Your instructions:
Convert all the material below into a Markdown table with two columns, Row and Line, putting each nonblank line in its own numbered row and skipping blank lines. Leave the pictures out of the table.

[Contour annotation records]
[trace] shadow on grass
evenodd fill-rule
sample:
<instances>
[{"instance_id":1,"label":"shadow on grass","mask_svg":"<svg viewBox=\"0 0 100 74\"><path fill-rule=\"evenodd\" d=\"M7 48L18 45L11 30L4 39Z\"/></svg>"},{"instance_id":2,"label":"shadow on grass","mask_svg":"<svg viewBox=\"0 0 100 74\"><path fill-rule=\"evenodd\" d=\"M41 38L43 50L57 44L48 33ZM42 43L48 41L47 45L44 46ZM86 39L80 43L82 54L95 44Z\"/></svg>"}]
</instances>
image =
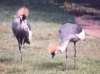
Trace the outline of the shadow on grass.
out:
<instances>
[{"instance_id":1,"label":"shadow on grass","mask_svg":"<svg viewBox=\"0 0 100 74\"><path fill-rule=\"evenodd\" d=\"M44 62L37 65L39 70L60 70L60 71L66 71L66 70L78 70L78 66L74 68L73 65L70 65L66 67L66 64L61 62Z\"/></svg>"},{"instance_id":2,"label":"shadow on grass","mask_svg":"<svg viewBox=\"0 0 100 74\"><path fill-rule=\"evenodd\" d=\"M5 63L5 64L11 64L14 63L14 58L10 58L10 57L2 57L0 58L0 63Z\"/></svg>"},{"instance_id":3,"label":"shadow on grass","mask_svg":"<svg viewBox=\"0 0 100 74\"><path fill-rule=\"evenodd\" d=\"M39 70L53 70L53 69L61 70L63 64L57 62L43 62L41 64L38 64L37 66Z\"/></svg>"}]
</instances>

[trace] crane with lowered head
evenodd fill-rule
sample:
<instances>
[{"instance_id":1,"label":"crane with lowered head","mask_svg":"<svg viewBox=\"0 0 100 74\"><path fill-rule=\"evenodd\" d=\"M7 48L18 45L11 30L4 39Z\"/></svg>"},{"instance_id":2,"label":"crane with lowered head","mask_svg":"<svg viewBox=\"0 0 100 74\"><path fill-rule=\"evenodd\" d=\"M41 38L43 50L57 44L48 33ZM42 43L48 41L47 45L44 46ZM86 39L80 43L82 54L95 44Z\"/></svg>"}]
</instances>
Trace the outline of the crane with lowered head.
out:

Task answer:
| Row | Line |
|---|---|
| 1 | [trace] shadow on grass |
| 2 | evenodd fill-rule |
| 3 | sample: |
| 4 | <instances> |
| 5 | [{"instance_id":1,"label":"shadow on grass","mask_svg":"<svg viewBox=\"0 0 100 74\"><path fill-rule=\"evenodd\" d=\"M7 48L18 45L11 30L4 39Z\"/></svg>"},{"instance_id":2,"label":"shadow on grass","mask_svg":"<svg viewBox=\"0 0 100 74\"><path fill-rule=\"evenodd\" d=\"M41 38L43 50L57 44L48 33ZM42 43L48 41L47 45L44 46ZM86 39L80 43L82 54L95 44Z\"/></svg>"}] |
| 6 | </instances> |
| 7 | image = |
| 8 | Trace the outline of the shadow on grass. |
| 9 | out: |
| 10 | <instances> |
| 11 | [{"instance_id":1,"label":"shadow on grass","mask_svg":"<svg viewBox=\"0 0 100 74\"><path fill-rule=\"evenodd\" d=\"M44 62L37 65L39 70L60 70L60 71L66 71L66 70L78 70L78 66L74 68L73 65L70 65L66 67L66 64L61 62Z\"/></svg>"},{"instance_id":2,"label":"shadow on grass","mask_svg":"<svg viewBox=\"0 0 100 74\"><path fill-rule=\"evenodd\" d=\"M5 63L5 64L11 64L14 63L14 58L10 58L10 57L2 57L0 58L0 63Z\"/></svg>"},{"instance_id":3,"label":"shadow on grass","mask_svg":"<svg viewBox=\"0 0 100 74\"><path fill-rule=\"evenodd\" d=\"M39 70L53 70L53 69L61 70L63 64L57 62L43 62L41 64L38 64L37 66Z\"/></svg>"}] |
| 12 | </instances> |
| 13 | [trace] crane with lowered head |
| 14 | evenodd fill-rule |
| 15 | sample: |
| 16 | <instances> |
| 17 | [{"instance_id":1,"label":"crane with lowered head","mask_svg":"<svg viewBox=\"0 0 100 74\"><path fill-rule=\"evenodd\" d=\"M7 48L18 45L11 30L4 39Z\"/></svg>"},{"instance_id":2,"label":"crane with lowered head","mask_svg":"<svg viewBox=\"0 0 100 74\"><path fill-rule=\"evenodd\" d=\"M41 38L43 50L57 44L48 33ZM42 43L48 41L47 45L44 46ZM86 39L80 43L82 54L95 44Z\"/></svg>"}] |
| 18 | </instances> |
| 19 | Trace the outline of the crane with lowered head. |
| 20 | out: |